[START Passage]
7.Right of First Refusal; Drag Along Right .

 

(a)          Right of First Refusal. If the Optionee shall propose to transfer any Option Shares held by him to any Person (a “Transferee”), such proposed transfer shall be conditioned upon the following:

 

(i)          The Optionee shall not transfer any Option Shares unless the Optionee has owned such shares for a period of at least six (6) months on the date of transfer. Any transfer of Option Shares owned by the Optionee for less than six (6) months on the date of transfer shall be null and void.

 

(ii)         The Optionee (the “Offeror”) shall offer to the Company or the Company’s designee(s) the Option Shares which it desires to sell, transfer or convey (the “Offered Securities”), at the same price and on the same terms that the Optionee intends to sell, transfer or convey the Offered Securities to the Transferee; provided that the Company or its designee(s) shall have no rights to acquire the Offered Securities unless all of the Offered Stock is acquired. Such offer shall be made by a written notice (the “Notice of Proposed Transfer”) delivered to the Company not less than sixty (60) days prior to the proposed sale, transfer or conveyance. Such notice shall set forth the identity of the Transferee, the price and other terms and conditions of the proposed sale or transfer and such other information as the Company or its designee(s) shall reasonably request.
[END Passage]
[START Data entries]
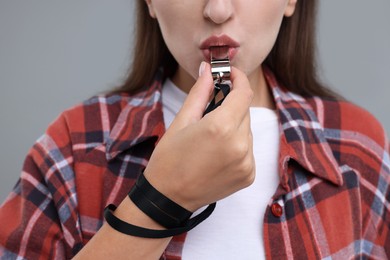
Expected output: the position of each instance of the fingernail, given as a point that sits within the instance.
(201, 68)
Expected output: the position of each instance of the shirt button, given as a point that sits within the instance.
(277, 210)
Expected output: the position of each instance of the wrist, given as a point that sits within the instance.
(129, 212)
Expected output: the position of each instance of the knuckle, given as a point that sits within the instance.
(240, 149)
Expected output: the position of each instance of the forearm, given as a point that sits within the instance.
(111, 244)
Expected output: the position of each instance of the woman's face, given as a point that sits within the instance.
(248, 27)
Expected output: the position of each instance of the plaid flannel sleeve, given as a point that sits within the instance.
(39, 218)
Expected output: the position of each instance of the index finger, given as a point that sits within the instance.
(237, 103)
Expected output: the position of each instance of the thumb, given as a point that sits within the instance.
(197, 99)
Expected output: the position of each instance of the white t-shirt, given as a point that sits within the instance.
(235, 229)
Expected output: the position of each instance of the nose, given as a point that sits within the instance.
(218, 11)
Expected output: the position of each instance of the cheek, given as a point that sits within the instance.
(263, 22)
(176, 20)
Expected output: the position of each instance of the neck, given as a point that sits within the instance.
(262, 93)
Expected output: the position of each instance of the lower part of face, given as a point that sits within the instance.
(188, 26)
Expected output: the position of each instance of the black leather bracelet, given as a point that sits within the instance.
(133, 230)
(177, 213)
(151, 209)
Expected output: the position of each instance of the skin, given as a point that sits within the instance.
(224, 132)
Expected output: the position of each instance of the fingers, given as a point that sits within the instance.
(236, 104)
(195, 103)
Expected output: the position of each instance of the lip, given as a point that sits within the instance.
(222, 40)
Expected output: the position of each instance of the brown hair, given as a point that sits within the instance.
(292, 59)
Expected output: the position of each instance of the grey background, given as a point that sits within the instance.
(55, 54)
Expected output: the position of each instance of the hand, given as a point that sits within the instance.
[END Data entries]
◆ Directive 1 ◆
Translate this sentence from the right-of-first-refusal clause into Spanish: "Any transfer of Option Shares owned by the Optionee for less than six (6) months on the date of transfer shall be null and void."
◆ Directive 2 ◆
Reproduce the portion of the right-of-first-refusal clause that begins at the words "7.Right of First" and stops after "null and void.".

◆ Correct answer 1 ◆
Toda transferencia de Acciones Objeto de la Opción que el Optante haya poseído durante menos de seis (6) meses a la fecha de la transferencia será nula y sin efecto.

◆ Correct answer 2 ◆
7.Right of First Refusal; Drag Along Right .

 

(a)          Right of First Refusal. If the Optionee shall propose to transfer any Option Shares held by him to any Person (a “Transferee”), such proposed transfer shall be conditioned upon the following:

 

(i)          The Optionee shall not transfer any Option Shares unless the Optionee has owned such shares for a period of at least six (6) months on the date of transfer. Any transfer of Option Shares owned by the Optionee for less than six (6) months on the date of transfer shall be null and void.